(Location annotation dataset excerpts)
★ ★ ★ ★
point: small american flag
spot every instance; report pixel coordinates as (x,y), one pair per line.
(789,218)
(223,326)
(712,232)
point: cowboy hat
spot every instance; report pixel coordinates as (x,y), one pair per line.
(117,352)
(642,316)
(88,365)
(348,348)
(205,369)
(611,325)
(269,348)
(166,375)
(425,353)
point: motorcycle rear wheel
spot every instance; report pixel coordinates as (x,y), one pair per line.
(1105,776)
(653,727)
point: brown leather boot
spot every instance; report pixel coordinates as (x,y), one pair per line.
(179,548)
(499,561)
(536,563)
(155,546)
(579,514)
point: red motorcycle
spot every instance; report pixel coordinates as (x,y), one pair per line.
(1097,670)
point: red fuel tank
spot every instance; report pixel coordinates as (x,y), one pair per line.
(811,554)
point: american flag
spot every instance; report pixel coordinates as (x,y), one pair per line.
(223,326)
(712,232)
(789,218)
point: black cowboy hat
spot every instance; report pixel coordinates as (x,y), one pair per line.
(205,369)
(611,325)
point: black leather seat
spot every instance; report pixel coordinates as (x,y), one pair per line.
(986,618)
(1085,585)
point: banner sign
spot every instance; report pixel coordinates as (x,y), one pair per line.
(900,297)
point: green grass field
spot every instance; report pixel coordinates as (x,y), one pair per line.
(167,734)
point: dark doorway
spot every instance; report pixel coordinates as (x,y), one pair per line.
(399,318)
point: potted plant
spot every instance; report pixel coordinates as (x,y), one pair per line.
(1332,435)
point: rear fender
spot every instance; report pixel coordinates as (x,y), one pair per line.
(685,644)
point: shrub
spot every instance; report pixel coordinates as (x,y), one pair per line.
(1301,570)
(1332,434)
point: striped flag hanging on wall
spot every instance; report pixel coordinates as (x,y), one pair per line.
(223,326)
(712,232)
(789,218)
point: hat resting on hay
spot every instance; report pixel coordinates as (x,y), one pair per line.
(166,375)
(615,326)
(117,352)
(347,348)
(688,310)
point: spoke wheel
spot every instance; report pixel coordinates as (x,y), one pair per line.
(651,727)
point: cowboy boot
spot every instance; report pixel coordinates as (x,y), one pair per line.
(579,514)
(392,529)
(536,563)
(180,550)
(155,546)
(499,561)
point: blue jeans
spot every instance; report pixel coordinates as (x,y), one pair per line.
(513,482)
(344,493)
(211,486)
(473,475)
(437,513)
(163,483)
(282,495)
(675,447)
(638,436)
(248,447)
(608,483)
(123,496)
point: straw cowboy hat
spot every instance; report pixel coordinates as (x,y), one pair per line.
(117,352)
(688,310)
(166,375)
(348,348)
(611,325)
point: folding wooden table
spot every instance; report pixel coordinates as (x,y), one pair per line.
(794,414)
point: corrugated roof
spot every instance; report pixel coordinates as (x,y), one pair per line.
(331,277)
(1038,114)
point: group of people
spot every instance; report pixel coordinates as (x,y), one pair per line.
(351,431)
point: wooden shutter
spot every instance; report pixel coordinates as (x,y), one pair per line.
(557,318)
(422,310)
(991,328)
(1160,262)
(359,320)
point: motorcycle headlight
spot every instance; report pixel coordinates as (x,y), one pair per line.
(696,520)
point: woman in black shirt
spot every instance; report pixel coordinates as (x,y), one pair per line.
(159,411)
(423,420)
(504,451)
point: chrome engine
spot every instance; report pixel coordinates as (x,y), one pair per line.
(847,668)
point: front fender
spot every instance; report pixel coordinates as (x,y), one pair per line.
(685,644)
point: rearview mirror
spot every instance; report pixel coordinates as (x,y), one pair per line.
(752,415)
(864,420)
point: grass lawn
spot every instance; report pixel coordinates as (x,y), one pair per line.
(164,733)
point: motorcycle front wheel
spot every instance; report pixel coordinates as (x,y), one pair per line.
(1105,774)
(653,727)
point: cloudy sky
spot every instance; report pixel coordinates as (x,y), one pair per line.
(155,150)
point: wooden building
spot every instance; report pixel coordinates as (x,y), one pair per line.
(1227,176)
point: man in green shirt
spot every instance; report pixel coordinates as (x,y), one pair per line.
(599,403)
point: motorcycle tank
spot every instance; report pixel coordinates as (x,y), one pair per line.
★ ★ ★ ★
* SHORT PROBLEM: Put the lines of the listing above into a Markdown table with the columns "Row" and "Line", numbering each line and omitting blank lines.

* IN RESPONSE:
| Row | Line |
|---|---|
| 1 | point: small american flag |
| 2 | spot every instance; report pixel coordinates as (x,y), one pair per line. |
| 3 | (789,218) |
| 4 | (223,326) |
| 5 | (712,232) |
| 6 | point: cowboy hat |
| 7 | spot every instance; report pixel coordinates as (x,y), one pair per line. |
| 8 | (117,352) |
| 9 | (642,316) |
| 10 | (88,365) |
| 11 | (348,348) |
| 12 | (205,369) |
| 13 | (611,325) |
| 14 | (269,348) |
| 15 | (166,375) |
| 16 | (425,353) |
| 17 | point: motorcycle rear wheel |
| 18 | spot every instance; report pixel coordinates as (x,y), one pair per line. |
| 19 | (1105,776) |
| 20 | (653,727) |
| 21 | point: brown leather boot |
| 22 | spot every instance; report pixel coordinates as (x,y), one pair per line. |
| 23 | (179,548) |
| 24 | (499,561) |
| 25 | (536,563) |
| 26 | (155,546) |
| 27 | (579,514) |
| 28 | point: red motorcycle |
| 29 | spot every instance; report pixel coordinates as (x,y), one pair per line. |
| 30 | (1097,670) |
| 31 | point: red fuel tank |
| 32 | spot every instance; report pixel coordinates as (x,y), one pair per line. |
| 33 | (811,554) |
| 34 | point: american flag |
| 35 | spot every instance; report pixel coordinates as (x,y), one pair per line. |
| 36 | (223,326) |
| 37 | (712,232) |
| 38 | (789,218) |
| 39 | point: black cowboy hat |
| 40 | spot every instance; report pixel coordinates as (x,y), one pair per line. |
| 41 | (205,369) |
| 42 | (611,325) |
| 43 | point: black leather seat |
| 44 | spot every instance; report pixel coordinates as (x,y), one pair per line. |
| 45 | (986,618) |
| 46 | (1085,585) |
| 47 | point: banner sign |
| 48 | spot every instance; report pixel coordinates as (x,y), one pair per line. |
| 49 | (900,297) |
| 50 | point: green grass field |
| 51 | spot every instance; report pixel coordinates as (x,y), one pair per line. |
| 52 | (167,734) |
| 53 | point: dark doorway |
| 54 | spot every instance; report pixel coordinates as (x,y), one pair per line. |
| 55 | (399,318) |
| 56 | point: potted plant |
| 57 | spot every instance; report pixel coordinates as (x,y), one pair per line. |
| 58 | (1332,435) |
| 59 | point: rear fender |
| 60 | spot every instance; report pixel coordinates as (x,y), one pair per line. |
| 61 | (685,644) |
| 62 | point: shrub |
| 63 | spot every instance; report pixel coordinates as (x,y), one pair per line. |
| 64 | (1301,570) |
| 65 | (1332,434) |
| 66 | point: striped flag hanging on wall |
| 67 | spot every instance; report pixel coordinates as (x,y), one pair per line. |
| 68 | (223,326) |
| 69 | (712,232) |
| 70 | (789,218) |
| 71 | point: hat resting on hay |
| 72 | spot every instance; report pixel coordinates as (x,y), one pair per line. |
| 73 | (166,375) |
| 74 | (615,326) |
| 75 | (117,352) |
| 76 | (347,348) |
| 77 | (688,310) |
| 78 | point: spoke wheel |
| 79 | spot every instance; report pixel coordinates as (x,y), one pair per line. |
| 80 | (651,727) |
| 81 | point: cowboy boot |
| 82 | spot every instance; report pixel coordinates as (x,y), one pair per line. |
| 83 | (579,514) |
| 84 | (392,529) |
| 85 | (536,563) |
| 86 | (180,550) |
| 87 | (155,546) |
| 88 | (499,561) |
| 89 | point: blue jeans |
| 90 | spot every instance; report pixel coordinates as (x,y), one pair per line. |
| 91 | (513,482) |
| 92 | (344,493) |
| 93 | (211,486) |
| 94 | (473,475) |
| 95 | (437,513) |
| 96 | (163,483) |
| 97 | (282,495) |
| 98 | (675,447) |
| 99 | (638,436) |
| 100 | (248,447) |
| 101 | (608,483) |
| 102 | (123,496) |
| 103 | point: straw cowboy hat |
| 104 | spot every instance; report pixel coordinates as (x,y), one pair per line. |
| 105 | (117,352) |
| 106 | (688,310) |
| 107 | (166,375) |
| 108 | (348,348) |
| 109 | (611,325) |
| 110 | point: folding wooden table |
| 111 | spot every instance; report pixel coordinates as (x,y), one pair per line. |
| 112 | (794,414) |
| 113 | point: corrugated roof |
| 114 | spot every instance; report pixel coordinates as (x,y), one pair per line. |
| 115 | (331,277) |
| 116 | (1038,114) |
| 117 | point: group of people |
| 118 | spot every instance; report pixel coordinates as (x,y), one pair per line. |
| 119 | (351,431) |
| 120 | point: wooden shutter |
| 121 | spot every instance; report pixel coordinates as (x,y), one pair per line. |
| 122 | (557,318) |
| 123 | (422,310) |
| 124 | (991,328) |
| 125 | (1160,262) |
| 126 | (359,320) |
| 127 | point: motorcycle headlight |
| 128 | spot every instance; report pixel coordinates as (x,y), one pair per line. |
| 129 | (696,520) |
| 130 | point: woman in black shirt |
| 131 | spot every instance; report pixel coordinates as (x,y), one pair per line. |
| 132 | (159,411) |
| 133 | (423,420) |
| 134 | (504,451) |
| 135 | point: chrome engine |
| 136 | spot every instance; report pixel coordinates as (x,y), one pair per line. |
| 137 | (847,668) |
| 138 | point: front fender |
| 139 | spot every instance; report pixel coordinates as (x,y), one pair per line. |
| 140 | (685,644) |
| 141 | point: rearview mirror |
| 142 | spot every instance; report pixel coordinates as (x,y), one pair per line. |
| 143 | (752,415) |
| 144 | (864,420) |
| 145 | point: grass lawn |
| 146 | spot every instance; report pixel coordinates as (x,y), one pair per line. |
| 147 | (164,733) |
| 148 | point: motorcycle front wheel |
| 149 | spot every instance; report pixel coordinates as (x,y), one pair per line. |
| 150 | (1105,774) |
| 151 | (653,727) |
| 152 | point: cloudy sky |
| 153 | spot every instance; report pixel coordinates as (x,y), one pair per line. |
| 154 | (155,150) |
| 155 | point: wooden building |
| 156 | spot every instance; report pixel coordinates as (x,y), one pair per line. |
| 157 | (1227,176) |
| 158 | point: man in green shirt |
| 159 | spot every instance; report pixel coordinates as (x,y), one pair per line. |
| 160 | (599,403) |
| 161 | point: motorcycle tank |
| 162 | spot every instance; report pixel coordinates as (x,y), one pair per line. |